◆ **Data under study**:
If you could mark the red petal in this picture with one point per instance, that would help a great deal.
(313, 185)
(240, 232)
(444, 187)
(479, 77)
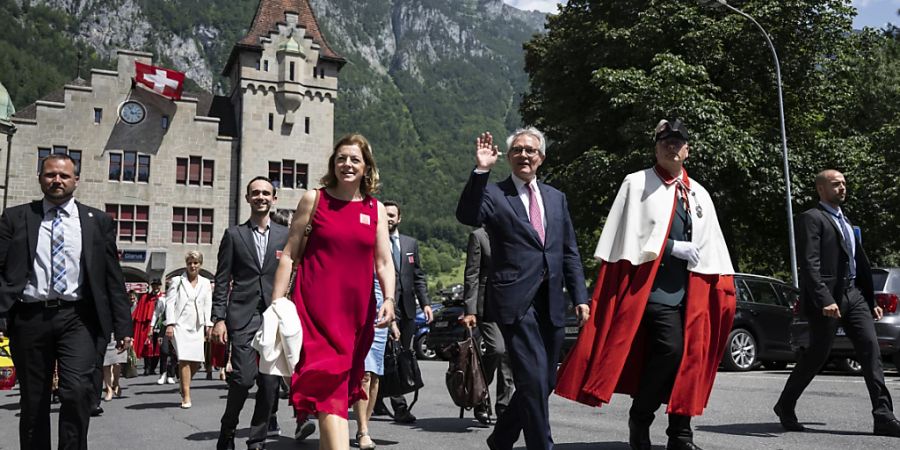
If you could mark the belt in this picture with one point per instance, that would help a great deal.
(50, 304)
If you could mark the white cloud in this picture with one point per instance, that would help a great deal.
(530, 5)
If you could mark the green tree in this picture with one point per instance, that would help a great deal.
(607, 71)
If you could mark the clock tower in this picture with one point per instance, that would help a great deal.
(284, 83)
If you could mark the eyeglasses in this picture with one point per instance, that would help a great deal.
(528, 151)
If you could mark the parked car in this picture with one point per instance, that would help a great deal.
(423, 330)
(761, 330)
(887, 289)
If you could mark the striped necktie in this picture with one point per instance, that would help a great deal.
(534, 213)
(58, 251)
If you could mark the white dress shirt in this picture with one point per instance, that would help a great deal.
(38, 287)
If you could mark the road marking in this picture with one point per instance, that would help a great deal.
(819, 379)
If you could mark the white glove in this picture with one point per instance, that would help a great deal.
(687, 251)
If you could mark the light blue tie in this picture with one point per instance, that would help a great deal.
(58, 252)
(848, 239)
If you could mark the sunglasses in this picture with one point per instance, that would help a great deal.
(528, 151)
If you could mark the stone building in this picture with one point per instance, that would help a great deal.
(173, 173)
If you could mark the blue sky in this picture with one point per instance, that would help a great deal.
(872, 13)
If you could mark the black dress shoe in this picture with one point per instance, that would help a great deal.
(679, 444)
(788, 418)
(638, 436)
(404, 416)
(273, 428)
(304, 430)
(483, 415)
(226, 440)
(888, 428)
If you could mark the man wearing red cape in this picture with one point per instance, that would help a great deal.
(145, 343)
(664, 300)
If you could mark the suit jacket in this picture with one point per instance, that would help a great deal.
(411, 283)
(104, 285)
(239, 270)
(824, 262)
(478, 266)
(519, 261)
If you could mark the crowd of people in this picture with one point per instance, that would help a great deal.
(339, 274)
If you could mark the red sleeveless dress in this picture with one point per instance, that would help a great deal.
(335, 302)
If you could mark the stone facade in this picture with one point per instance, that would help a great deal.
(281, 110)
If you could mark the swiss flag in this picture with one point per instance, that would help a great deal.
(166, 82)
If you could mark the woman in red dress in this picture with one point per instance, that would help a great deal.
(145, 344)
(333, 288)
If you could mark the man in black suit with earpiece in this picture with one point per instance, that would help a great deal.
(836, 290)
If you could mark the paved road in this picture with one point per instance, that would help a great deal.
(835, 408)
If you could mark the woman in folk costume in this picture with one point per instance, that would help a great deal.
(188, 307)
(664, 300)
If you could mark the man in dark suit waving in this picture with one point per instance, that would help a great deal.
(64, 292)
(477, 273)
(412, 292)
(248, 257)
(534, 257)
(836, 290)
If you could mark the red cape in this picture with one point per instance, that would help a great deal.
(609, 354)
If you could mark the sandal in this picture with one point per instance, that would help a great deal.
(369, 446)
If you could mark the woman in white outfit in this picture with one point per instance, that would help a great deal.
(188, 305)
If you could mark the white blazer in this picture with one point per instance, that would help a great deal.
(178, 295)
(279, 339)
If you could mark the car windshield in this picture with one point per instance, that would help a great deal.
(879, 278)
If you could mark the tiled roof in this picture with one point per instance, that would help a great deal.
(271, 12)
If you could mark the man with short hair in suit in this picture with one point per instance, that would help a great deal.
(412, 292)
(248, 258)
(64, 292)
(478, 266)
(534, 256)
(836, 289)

◆ **Work required**: Excluding all images, transcribe the material word for word.

◆ **The answer**:
If you could mark the red petal in this picture with one point per instance, that would help a great deal.
(313, 185)
(240, 232)
(444, 187)
(479, 77)
If you could mark the belt in this picture with one point per instance, that would help a great deal.
(50, 304)
If you could mark the white cloud in this picture with one point per instance, that would help a great deal.
(530, 5)
If you could mark the green tree in this picture with one point per instance, that would help a great deal.
(607, 71)
If you could mark the clock tower in this picture with one point per instance, that would help a great deal.
(284, 83)
If you could mark the eyeglasses in this picture with one point per instance, that would help a great deal.
(528, 151)
If you could mark the parked car in this picture with one point per instance, that would help a great deal.
(423, 330)
(761, 330)
(887, 289)
If you could mark the striped necktie in this picture with one point per instance, that would help a great deal.
(534, 213)
(58, 251)
If you could mark the white dress shirt in this picture with one point per instance, that would help a great deal.
(38, 287)
If you could mark the road marking in this picture with one point per instance, that would help a great deal.
(819, 379)
If you could mark the white glove in this picture with one point per instance, that would help a great deal.
(687, 251)
If you could mark the light blue tie in this picture with one point per instance, that would help a great deal.
(58, 252)
(848, 239)
If you could mark the sunglasses in this picture with one point per instance, that would help a great deal.
(528, 151)
If you could mark the stone building in this picture with one point per instance, that would help a great deal.
(173, 173)
If you could mark the blue sky in this picture with one point per instance, that would help a great deal.
(872, 13)
If you could mark the black dress shoe in this picture with one point per instance, that would help a great deal.
(679, 444)
(788, 418)
(638, 436)
(404, 416)
(273, 428)
(304, 430)
(483, 415)
(226, 440)
(888, 428)
If you could mark the man wearing red cape in this picture with one point per instance, that would help a great deal.
(145, 343)
(664, 300)
If you could mark the suit jacket in this picture with one point per instance, that would help a great deal.
(411, 283)
(104, 285)
(239, 270)
(824, 262)
(478, 266)
(519, 261)
If you could mark the crowd of people in this picture with one point per instance, that would help a great deal.
(339, 274)
If you could mark the red sleeveless dress in this picture with one point per instance, that would help a great deal.
(335, 302)
If you could mark the stone facade in this picture with one point per instance, that would help a great deal.
(281, 110)
If you could mark the swiss flag in this picture with one point per instance, that would help a great deal.
(166, 82)
If you could mark the woman in red dress in this picture with one point per instance, that would help a great deal.
(145, 344)
(333, 288)
If you could mark the man in black suit with earpiece in this picture with one point per instance, that would help a great deal.
(836, 290)
If you could mark the paved road in this picture with one point per instance, that would help a great deal.
(835, 408)
If you could mark the woman in folk costume in this picture with one point per instance, that would help a great deal.
(188, 307)
(664, 300)
If you could mark the man in dark suit waving in this picture with one point per instance, that would help a great deal.
(64, 292)
(477, 273)
(412, 292)
(248, 257)
(534, 257)
(836, 290)
If you could mark the red cape in this picture with one point per instance, that would help a great deal.
(609, 354)
If you could mark the sandal in this picture with one point per instance, that would help a great deal.
(369, 446)
If you could mark the woman in white outfit in this picture with one point per instance, that would help a great deal.
(188, 305)
If you could mark the white blazer in this picture with one point per instance, that would help a great deal.
(178, 295)
(279, 339)
If you could mark the car windshield in this picture with one point per instance, that would help a great deal.
(879, 278)
If you could mark the tiled roof in this picture with one point per instance, that would help a great deal.
(271, 12)
If you could mark the man with short hair in suit in this picture with one point per instance, that would help a great deal.
(412, 292)
(248, 258)
(64, 292)
(478, 266)
(534, 256)
(836, 289)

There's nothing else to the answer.